**PAGE EXCERPT**

- Born: Ronald Allen Protas September 2, 1941 New York City, U.S.
- Died: October 15, 2025 (aged 84) New York City, U.S.
- Education: New York University
- Occupations: Administrator; artistic director;
- Known for: Association with Martha Graham

= Ron Protas =

American arts administrator (1941–2025)

Ronald Allen Protas (September 2, 1941 – October 15, 2025) was an associate director of the Martha Graham Center of Contemporary Dance and heir of modern dance choreographer Martha Graham, his friend of twenty-odd years. In her will, she left him the rights to her dances. Though not a dancer, he took over the Martha Graham Dance Company until its board dismissed him, leading to an extended legal battle over the ownership of Graham's work which was eventually resolved in the company's favor.

==Background==
Ronald Allen Protas was born in Manhattan, New York, on September 2, 1941, and was brought up in Brooklyn, where he was educated Erasmus Hall High School. He subsequently attended New York University.

Agnes de Mille writes in Martha: The Life and Work of Martha Graham that in the late 1960s Protas, who had been a law student at Columbia University, became introduced to the Martha Graham Dance Company. De Mille writes that Protas was not well liked by company members, as he was not a dancer and had no reason to be involved with the company. Initially, Graham did not like Protas. But when Graham's health began to fail, as a result of her alcoholism and depression over having to retire from her performing career, Protas stepped in and nursed Graham back to health. De Mille writes that over the next several years the influence of Protas grew, eventually he and Graham restructured the company entirely. According to de Mille, Protas soon embarked on a campaign to copyright the Martha Graham Dance Technique: "Now, under the guidance of Ron Protas, there was an attempt to charge royalties for all usage, not only of composed dances, but of actual technique: an impossible objective." Eventually, Protas became the second most powerful person in the Martha Graham Center of Contemporary Dance, second only to the founder herself.

**WHAT TO WORK ON**
Answer these questions from the page on Ron Protas:
1. Which high school did Protas attend in Brooklyn?
2. What did Martha Graham leave him in her will?
3. According to Agnes de Mille, at which university had Protas been a law student?

**GIVEN INFORMATION**
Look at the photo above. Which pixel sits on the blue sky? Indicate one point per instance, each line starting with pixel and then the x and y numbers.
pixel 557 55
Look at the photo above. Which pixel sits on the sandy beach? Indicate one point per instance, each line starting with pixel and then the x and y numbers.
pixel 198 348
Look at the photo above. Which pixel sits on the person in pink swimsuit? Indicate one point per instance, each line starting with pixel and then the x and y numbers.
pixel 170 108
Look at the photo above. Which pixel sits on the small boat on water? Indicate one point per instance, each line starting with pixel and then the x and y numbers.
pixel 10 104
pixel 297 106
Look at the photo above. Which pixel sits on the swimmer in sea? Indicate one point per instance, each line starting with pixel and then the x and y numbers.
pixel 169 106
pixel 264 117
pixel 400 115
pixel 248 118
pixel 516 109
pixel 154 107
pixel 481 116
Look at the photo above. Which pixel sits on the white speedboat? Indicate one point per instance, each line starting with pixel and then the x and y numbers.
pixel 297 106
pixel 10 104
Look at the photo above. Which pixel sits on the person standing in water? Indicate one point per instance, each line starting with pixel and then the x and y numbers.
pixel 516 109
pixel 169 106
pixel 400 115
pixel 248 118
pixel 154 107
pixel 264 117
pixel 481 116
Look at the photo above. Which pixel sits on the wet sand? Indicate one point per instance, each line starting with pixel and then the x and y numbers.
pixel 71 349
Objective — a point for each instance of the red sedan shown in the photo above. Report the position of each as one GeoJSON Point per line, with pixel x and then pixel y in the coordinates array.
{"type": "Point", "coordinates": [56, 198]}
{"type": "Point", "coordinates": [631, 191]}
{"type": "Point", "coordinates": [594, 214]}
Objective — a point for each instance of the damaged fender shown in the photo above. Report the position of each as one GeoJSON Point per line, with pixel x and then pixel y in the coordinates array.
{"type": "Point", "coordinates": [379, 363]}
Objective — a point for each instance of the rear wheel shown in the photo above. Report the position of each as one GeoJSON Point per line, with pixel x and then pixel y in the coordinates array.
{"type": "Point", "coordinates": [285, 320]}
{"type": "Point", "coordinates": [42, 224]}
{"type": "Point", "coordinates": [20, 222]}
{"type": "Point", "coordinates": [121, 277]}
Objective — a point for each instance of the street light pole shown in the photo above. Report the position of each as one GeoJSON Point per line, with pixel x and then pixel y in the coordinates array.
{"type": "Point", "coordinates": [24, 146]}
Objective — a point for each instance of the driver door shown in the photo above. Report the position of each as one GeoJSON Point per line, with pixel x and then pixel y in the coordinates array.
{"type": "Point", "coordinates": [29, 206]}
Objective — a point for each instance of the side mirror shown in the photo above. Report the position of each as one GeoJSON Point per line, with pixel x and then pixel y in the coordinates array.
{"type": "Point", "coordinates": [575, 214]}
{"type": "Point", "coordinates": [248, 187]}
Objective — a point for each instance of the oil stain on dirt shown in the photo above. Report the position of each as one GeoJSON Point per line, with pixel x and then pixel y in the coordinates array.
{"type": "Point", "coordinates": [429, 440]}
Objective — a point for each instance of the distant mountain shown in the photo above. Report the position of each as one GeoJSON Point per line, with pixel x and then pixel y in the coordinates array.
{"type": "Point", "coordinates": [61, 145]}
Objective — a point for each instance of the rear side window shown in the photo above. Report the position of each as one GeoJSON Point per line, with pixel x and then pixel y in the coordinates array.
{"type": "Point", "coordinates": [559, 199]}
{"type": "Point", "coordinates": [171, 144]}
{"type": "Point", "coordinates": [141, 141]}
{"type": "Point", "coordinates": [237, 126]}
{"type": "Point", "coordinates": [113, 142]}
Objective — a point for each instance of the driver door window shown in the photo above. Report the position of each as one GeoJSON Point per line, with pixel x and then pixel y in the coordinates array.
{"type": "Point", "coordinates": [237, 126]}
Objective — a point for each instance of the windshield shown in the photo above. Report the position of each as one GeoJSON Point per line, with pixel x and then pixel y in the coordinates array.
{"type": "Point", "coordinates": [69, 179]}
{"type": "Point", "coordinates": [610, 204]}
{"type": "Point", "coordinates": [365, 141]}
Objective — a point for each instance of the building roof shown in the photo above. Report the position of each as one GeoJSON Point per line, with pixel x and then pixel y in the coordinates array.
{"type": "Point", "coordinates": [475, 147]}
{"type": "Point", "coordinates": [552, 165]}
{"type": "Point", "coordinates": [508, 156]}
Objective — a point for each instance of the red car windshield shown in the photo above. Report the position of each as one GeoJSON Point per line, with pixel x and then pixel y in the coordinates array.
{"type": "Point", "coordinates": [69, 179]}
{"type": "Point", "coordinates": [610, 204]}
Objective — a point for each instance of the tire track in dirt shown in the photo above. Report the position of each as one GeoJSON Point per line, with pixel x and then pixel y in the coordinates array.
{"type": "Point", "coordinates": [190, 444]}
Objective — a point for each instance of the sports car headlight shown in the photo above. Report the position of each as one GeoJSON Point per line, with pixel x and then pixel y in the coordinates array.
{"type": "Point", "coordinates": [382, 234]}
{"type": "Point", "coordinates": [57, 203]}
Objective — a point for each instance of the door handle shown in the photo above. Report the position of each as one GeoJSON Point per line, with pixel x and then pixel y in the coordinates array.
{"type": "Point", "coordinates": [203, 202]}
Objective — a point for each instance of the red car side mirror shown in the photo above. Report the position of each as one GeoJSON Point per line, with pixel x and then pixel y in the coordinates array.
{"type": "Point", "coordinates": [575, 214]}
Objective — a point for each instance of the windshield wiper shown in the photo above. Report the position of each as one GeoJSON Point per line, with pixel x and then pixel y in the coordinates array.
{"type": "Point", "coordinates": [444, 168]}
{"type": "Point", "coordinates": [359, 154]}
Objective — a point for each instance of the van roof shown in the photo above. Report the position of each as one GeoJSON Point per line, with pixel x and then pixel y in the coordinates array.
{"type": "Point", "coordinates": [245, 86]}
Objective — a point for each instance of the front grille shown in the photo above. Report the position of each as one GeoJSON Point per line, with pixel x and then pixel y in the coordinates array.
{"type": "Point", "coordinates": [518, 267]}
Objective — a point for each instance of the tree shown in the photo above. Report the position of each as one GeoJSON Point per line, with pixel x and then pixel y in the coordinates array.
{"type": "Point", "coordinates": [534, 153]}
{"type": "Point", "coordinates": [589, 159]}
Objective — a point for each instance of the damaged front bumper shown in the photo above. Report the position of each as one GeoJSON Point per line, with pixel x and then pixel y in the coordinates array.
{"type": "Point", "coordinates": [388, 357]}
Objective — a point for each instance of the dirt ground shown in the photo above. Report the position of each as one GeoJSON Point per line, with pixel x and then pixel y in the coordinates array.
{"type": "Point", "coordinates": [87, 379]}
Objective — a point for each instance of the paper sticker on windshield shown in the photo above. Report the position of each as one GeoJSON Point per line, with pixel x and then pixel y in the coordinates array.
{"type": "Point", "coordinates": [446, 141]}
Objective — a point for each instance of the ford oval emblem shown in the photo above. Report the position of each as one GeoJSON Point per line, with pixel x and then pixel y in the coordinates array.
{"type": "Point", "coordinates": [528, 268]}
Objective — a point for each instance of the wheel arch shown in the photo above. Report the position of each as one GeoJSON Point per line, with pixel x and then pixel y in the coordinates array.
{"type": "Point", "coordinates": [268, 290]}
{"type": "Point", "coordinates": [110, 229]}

**RESULT BELOW**
1. Erasmus Hall High School
2. The rights to her dances
3. Columbia University